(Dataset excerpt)
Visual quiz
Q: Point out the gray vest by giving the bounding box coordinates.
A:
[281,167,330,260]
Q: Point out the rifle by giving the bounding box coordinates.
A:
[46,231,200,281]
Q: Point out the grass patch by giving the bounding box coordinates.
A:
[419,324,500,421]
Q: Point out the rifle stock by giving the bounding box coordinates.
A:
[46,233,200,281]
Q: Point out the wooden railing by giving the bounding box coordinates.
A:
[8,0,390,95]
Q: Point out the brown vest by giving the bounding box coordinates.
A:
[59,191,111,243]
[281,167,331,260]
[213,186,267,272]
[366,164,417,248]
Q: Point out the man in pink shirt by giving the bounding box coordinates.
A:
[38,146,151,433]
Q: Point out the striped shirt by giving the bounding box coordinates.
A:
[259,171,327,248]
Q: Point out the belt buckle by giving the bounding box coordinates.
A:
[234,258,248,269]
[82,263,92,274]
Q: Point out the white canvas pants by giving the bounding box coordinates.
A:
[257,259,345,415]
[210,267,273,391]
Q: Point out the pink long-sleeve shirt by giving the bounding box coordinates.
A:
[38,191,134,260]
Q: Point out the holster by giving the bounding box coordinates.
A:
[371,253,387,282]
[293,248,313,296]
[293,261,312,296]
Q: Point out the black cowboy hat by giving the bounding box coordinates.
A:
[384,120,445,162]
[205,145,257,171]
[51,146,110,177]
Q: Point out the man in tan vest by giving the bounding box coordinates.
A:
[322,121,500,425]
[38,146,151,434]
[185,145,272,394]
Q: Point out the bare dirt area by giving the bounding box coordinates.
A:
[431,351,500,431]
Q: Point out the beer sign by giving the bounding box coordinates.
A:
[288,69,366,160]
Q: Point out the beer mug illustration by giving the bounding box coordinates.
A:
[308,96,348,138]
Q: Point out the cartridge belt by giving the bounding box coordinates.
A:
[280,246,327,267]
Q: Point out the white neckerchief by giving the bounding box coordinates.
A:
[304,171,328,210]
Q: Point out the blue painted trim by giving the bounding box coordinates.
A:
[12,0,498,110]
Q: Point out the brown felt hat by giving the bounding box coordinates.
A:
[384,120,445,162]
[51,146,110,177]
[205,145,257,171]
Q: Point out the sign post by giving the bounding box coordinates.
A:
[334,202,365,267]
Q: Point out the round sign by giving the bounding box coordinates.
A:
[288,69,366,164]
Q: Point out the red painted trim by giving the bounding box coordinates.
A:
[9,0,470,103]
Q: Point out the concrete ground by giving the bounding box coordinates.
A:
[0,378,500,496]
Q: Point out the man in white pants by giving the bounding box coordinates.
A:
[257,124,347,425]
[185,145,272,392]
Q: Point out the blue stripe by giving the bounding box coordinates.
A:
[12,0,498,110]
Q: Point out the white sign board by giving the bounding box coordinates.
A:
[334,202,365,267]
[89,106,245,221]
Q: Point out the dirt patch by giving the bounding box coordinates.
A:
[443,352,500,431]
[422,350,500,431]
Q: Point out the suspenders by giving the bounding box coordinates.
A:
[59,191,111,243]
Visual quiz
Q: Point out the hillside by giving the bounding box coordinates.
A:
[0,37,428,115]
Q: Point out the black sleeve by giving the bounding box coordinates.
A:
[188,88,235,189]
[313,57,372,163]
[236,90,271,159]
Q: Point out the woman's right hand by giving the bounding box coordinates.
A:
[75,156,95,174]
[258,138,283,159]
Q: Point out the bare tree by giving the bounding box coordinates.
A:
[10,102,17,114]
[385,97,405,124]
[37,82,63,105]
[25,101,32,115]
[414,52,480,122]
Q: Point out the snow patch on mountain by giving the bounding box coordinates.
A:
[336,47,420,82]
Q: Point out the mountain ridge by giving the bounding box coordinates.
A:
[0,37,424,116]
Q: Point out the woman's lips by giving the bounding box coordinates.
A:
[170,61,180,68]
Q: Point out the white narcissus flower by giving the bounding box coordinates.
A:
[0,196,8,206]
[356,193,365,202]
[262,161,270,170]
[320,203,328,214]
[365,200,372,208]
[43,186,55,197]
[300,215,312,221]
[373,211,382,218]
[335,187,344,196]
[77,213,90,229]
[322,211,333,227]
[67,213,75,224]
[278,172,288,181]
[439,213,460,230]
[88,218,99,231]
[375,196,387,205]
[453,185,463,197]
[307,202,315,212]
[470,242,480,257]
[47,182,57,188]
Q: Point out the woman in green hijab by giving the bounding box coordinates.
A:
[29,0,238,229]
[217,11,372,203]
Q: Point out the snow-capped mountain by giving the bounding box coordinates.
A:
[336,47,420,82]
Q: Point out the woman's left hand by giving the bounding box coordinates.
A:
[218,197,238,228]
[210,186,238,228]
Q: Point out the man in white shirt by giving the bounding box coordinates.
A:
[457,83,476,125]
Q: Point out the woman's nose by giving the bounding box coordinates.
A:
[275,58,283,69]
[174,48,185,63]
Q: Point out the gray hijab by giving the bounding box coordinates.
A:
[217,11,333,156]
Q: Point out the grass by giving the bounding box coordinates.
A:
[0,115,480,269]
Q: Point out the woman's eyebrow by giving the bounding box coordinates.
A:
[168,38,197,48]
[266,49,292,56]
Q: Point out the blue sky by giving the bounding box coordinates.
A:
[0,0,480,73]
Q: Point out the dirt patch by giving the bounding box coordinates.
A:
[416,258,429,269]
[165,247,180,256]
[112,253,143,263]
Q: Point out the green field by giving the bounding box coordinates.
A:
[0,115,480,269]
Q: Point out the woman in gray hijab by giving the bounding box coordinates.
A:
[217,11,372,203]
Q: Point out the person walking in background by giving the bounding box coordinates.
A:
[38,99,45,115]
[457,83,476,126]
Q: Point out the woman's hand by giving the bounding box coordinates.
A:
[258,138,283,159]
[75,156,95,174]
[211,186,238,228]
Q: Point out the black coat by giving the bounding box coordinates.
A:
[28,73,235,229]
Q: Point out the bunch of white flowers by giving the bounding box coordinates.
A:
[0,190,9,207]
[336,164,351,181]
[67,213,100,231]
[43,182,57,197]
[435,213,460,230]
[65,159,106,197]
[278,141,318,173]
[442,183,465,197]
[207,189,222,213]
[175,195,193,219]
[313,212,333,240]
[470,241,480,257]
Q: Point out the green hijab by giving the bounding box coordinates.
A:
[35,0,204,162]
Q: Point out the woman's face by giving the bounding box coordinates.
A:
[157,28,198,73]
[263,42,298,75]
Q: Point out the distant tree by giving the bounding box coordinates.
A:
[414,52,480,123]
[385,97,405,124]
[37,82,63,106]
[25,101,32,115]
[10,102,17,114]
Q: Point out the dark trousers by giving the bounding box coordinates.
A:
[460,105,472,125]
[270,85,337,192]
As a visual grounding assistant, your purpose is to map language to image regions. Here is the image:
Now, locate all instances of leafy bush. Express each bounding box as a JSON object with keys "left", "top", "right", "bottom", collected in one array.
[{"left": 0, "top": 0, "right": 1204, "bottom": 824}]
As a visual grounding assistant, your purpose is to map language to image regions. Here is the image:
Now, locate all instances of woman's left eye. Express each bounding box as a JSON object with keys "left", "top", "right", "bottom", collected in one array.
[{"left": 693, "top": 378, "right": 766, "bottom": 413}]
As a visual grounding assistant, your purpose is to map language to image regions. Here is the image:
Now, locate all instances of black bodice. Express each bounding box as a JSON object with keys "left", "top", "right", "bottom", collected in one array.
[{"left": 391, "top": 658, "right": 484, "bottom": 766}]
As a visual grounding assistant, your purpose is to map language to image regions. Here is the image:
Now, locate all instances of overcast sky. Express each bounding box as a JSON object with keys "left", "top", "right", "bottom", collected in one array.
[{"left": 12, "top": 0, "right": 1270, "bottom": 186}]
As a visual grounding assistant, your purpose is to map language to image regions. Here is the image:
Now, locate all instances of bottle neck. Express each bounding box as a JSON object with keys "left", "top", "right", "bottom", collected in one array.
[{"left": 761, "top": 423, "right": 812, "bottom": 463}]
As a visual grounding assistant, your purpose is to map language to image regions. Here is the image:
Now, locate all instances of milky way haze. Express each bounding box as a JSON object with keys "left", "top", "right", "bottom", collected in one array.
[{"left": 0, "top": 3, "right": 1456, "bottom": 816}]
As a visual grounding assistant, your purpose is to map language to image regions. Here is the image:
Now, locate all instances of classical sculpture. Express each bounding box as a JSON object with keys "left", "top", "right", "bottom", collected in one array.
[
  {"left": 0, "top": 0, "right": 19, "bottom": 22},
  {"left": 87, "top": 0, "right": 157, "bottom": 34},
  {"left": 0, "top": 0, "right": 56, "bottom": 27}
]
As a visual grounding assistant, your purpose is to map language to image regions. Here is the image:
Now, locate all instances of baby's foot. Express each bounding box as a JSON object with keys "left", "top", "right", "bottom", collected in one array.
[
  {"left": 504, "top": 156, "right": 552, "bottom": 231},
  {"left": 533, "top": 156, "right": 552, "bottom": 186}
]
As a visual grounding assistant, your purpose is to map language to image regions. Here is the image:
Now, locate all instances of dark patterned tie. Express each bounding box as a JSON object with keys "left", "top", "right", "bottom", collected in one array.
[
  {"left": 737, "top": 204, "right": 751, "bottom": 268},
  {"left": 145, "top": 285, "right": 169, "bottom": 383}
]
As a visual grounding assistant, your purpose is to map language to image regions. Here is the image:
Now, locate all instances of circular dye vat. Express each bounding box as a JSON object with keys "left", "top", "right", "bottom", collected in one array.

» **TASK DETAILS**
Rewrite the lines of the listing starting at the line containing "Q: Point out the black sleeve" and ending at the line containing "[414,52,480,122]", with "bare tree" changed to "leafless tree" and everything else left as is.

» **RESULT FOR THIS TASK**
Q: Point out the black sleeve by giving the bounding box coordinates.
A:
[188,88,235,189]
[313,57,372,163]
[236,90,271,159]
Q: Point out the woman's right hand by giving the bounding box coordinates.
A:
[75,156,95,174]
[258,138,283,159]
Q: Point out the leafless tree by giving the bounding box coordinates.
A:
[10,102,17,114]
[385,97,405,124]
[37,82,63,105]
[25,101,32,115]
[414,52,480,122]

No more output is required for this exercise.